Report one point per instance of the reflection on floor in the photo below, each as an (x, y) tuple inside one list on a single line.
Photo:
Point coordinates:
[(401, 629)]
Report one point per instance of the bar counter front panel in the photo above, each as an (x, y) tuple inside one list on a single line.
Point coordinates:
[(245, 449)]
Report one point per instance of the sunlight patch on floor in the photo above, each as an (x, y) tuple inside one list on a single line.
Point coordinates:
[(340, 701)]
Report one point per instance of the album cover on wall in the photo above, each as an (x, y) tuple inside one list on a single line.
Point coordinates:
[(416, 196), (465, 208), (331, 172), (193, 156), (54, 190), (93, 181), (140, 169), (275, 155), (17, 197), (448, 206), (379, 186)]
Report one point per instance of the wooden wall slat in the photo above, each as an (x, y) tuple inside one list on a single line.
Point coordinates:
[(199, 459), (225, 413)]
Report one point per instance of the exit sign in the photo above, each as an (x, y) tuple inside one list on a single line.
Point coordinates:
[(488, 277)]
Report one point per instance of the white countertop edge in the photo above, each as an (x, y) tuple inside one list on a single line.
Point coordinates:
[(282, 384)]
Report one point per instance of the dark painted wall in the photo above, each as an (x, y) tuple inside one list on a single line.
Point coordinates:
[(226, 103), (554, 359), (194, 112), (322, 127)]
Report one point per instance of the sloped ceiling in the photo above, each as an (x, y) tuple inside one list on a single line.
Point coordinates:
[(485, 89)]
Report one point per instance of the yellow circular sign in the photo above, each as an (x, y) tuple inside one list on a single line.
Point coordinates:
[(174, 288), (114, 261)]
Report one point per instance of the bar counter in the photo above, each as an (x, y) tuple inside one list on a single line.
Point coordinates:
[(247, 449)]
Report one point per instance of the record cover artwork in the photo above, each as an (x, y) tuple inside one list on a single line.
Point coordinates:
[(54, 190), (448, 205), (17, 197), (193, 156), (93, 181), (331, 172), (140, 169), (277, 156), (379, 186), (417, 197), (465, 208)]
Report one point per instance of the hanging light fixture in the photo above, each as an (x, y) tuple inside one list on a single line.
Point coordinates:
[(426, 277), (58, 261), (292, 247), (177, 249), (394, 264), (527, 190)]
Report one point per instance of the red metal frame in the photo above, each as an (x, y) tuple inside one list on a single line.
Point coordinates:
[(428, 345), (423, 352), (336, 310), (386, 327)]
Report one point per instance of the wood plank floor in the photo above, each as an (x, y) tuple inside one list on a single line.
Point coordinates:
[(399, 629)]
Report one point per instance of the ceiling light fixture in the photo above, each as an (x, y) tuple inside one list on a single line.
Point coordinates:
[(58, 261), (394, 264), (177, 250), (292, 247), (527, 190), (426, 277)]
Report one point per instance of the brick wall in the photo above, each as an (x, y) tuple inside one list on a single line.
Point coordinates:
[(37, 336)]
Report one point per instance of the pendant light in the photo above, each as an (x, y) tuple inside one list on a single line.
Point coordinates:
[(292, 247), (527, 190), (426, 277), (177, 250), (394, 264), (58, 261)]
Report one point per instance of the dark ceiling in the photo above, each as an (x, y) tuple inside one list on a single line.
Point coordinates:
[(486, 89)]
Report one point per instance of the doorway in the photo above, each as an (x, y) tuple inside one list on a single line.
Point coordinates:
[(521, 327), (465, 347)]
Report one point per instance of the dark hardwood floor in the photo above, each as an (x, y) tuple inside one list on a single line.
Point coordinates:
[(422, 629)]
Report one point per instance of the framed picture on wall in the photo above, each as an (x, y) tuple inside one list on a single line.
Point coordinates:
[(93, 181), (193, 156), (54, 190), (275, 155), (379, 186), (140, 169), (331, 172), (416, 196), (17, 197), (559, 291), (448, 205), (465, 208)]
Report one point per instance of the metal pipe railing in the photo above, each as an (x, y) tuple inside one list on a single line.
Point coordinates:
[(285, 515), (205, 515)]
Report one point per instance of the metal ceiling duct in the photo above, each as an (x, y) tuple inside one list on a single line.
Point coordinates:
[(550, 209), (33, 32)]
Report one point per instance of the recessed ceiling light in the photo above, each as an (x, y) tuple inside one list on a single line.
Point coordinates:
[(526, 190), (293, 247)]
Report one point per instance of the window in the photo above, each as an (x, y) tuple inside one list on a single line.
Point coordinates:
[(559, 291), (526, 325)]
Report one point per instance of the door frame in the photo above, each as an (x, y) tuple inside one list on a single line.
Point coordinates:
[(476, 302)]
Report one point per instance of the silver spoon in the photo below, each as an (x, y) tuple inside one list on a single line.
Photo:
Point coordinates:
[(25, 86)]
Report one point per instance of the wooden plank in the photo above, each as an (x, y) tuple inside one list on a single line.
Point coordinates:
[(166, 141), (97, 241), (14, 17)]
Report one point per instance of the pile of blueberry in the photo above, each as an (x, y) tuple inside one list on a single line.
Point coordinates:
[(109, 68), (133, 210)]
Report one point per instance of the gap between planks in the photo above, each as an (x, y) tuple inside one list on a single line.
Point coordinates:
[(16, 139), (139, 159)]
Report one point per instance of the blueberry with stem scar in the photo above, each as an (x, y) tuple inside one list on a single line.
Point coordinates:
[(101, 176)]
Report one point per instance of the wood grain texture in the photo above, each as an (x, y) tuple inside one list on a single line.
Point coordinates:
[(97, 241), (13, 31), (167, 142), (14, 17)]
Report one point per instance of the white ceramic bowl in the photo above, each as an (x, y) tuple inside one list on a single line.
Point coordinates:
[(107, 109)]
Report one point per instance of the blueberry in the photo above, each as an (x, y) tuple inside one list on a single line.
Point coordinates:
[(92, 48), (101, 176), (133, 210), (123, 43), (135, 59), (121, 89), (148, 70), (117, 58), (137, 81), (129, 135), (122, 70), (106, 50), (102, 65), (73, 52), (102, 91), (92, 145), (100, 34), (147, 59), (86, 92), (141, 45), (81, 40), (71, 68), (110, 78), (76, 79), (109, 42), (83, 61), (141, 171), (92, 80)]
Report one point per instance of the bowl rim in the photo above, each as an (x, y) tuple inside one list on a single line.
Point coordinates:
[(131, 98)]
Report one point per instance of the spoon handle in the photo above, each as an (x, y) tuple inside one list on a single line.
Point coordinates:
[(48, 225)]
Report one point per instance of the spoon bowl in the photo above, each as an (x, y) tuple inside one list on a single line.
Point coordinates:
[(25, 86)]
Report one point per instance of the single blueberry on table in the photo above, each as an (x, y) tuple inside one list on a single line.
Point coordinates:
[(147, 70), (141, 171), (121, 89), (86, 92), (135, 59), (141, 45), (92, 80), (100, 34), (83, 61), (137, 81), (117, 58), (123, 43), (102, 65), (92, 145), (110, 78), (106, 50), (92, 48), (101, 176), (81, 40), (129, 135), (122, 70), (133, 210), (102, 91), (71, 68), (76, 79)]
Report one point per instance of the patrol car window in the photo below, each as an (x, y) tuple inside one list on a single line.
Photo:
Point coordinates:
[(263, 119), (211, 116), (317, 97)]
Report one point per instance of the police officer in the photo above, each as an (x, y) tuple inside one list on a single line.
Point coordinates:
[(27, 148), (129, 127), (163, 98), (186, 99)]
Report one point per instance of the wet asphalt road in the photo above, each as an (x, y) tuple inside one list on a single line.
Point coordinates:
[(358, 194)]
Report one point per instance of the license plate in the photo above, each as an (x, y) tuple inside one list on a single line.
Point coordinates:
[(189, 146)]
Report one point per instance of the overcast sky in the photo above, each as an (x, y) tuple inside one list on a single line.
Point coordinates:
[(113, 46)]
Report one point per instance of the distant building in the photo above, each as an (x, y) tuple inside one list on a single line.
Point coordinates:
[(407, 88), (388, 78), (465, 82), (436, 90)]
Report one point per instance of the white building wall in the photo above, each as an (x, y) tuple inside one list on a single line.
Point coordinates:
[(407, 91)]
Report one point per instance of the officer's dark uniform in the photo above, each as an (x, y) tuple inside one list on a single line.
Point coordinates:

■ DIRECTIVE ■
Rename "metal" to "steel" in the material between the lines holding "Report one point per instance of the metal pipe" and "[(526, 190), (293, 247)]", inclusive. Give back only those lines, with nothing else altered.

■ OUTPUT OF THE TASK ■
Report one point per instance of the steel pipe railing in the photo above, each as an (x, y) tuple inside one list on a single line.
Point coordinates:
[(285, 515), (205, 515)]
Report one point per instance of the steel ceiling duct in the photo above, each as an (x, y) tuple inside one list on a single line.
Point coordinates:
[(550, 209), (33, 32)]
Report one point per instance of the recessed ceiling light in the photo above, each as an (x, y) tuple inside one list on a single line.
Point coordinates:
[(526, 190), (293, 247)]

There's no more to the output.